Scrittrice, nasce a Roma il 10 aprile 1892; dai 5 ai 18 anni vive a Treia presso due anziani zii, un colto ed eclettico prete e la sorella nubile.
Studia presso l’educandato, il prestigioso collegio Salesiano della Visitazione, per poi laurearsi a Roma in Magistero. Insegna Lettere nelle Marche (San Ginesio e Macerata), in Toscana (San Sepolcro) e, infine, a Roma dove si stabilisce definitivamente. Per vivere pubblica e vince premi come giornalista, ma critica e pubblico la “scoprono” come scrittrice soltanto nel 1980, quando all’età di ottantasette anni, viene pubblicato il suo capolavoro, il romanzo autobiografico “Giù la piazza non c’è nessuno”, nella versione ridotta edita da Natalia Ginzburg. Solo nel 1997, dopo qualche anno dalla morte della scrittrice, l’opera viene pubblicata nella sua versione integrale dalla Mondadori.
Per conoscere questa grande scrittrice del Novecento italiano, oltre al romanzo di ambientazione treiese, si può leggere il racconto “Scottature” e la raccolta “Sogni” (ed. Quodlibet) nonché il romanzo “Campane a San Giocondo” (ed. Avagliano).
Dolores Prato muore il 13 luglio 1983 ad Anzio e viene sepolta nel cimitero di Prima Porta a Roma. Dal 1987, per volontà del Comune di Treia, le sue spoglie riposano nel cimitero cittadino. Buona parte dei suoi scritti sono conservati a Firenze presso l’archivio contemporaneo G. P. Vieusseux.
La Prato è stata inserita nel 2004 nel terzo volume di Italiane, dizionario biografico promosso dalla Presidenza del Consiglio dei Ministri, Dipartimento Pari Opportunità, con una scheda a cura della Livi.
Tutti i diritti letterari ed editoriali appartengono al Comune di Treia.
“Io la chiamerò paese, ma è città. La restituì alla dignità civica un papa che ne riscosse un monumento librato nell’aria; in bronzo il suo ritratto a mezzo busto; il resto pietra, slancio luce; sta alto nello spazio come un gigantesco ostensorio e per fondo non potrà avere che il cielo.
Nello stemma la città era rappresentata da tre monticelli appoggiati fianco a fianco come per esprimere unità nella trinità; due fiori spuntavano tra loro, gigli o rosolacci; li vidi in atteggiamenti diversi: pudichi, o sfacciati; le tre gobbe sostenitrici del paese non le distinsi mai.
Roma e Treja hanno in comune il mistero del nome. Roma nome maschera quello che nascondeva il suo vero; come non sapremo mai quale fu questo nome, così non sapremo mai quale nume stravolto, o mascherato, dette il nome a Treia... Da un irrecuperabile mistero nacque Treja le cui lettere furono sempre su per giù quelle della terra. Treia deriva da Traiano? No, da Trea, però lo mette in dubbio quella j lunga che e ‘è sempre stata e che è stata graficamente cancellata; ma provare a dire Tre-i-a con la i piccina, non è più lei... Treia ha frantumato la sua storia ed i frantumi mandano echi spezzati, echi lunghissimi non esistono. Frantumi di lapidi nel paese e nella campagna: un firmamento di frantumi lapidari dove si vaga come si vagherebbe fra la Via Lattea.

**VOCI FORNITE**
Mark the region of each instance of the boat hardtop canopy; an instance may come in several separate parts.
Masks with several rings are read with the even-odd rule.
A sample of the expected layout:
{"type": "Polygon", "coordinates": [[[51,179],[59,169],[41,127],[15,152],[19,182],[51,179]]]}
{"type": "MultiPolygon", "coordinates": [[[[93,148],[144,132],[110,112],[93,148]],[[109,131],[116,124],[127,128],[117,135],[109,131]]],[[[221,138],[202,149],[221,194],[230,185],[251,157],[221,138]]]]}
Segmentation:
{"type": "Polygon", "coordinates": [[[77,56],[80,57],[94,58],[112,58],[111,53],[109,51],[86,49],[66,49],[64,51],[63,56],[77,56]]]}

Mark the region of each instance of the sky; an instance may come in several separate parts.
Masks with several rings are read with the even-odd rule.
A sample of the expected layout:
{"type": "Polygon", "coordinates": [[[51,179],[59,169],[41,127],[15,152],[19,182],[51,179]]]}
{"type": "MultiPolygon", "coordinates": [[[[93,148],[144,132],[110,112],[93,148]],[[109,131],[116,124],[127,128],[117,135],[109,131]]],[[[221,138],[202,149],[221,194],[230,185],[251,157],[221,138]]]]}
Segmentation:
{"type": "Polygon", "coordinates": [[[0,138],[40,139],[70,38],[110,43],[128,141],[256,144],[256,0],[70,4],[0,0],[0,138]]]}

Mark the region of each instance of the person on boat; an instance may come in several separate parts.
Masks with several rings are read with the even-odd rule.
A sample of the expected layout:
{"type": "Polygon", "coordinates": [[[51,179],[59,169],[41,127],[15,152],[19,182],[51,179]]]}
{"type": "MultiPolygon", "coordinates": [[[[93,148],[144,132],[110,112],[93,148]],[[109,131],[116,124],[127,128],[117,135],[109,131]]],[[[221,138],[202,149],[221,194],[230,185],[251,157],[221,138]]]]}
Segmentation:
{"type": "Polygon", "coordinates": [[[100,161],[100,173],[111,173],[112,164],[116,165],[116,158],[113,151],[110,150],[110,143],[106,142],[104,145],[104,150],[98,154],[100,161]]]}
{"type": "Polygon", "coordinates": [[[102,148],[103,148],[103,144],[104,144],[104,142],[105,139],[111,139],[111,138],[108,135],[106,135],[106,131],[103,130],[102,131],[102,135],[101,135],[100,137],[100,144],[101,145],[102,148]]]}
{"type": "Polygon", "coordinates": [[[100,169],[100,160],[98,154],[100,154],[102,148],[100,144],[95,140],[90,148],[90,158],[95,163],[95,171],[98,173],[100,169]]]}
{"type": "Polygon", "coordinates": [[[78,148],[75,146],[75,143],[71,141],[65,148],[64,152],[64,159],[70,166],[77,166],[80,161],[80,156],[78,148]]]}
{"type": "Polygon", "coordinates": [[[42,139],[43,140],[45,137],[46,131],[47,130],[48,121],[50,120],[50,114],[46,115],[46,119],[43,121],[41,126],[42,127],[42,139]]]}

**PARTI DELL'ESERCIZIO**
(A) Secondo il testo su Dolores Prato, in quale anno la Mondadori pubblicò la versione integrale di «Giù la piazza non c'è nessuno»?
(B) Conti le righe delle voci in cui compare la parola «separate» e indichi soltanto il numero.
Il testo e le voci non hanno alcun legame tra loro.

**RISPOSTE FINALI**
(A) Nel 1997.

(B) 3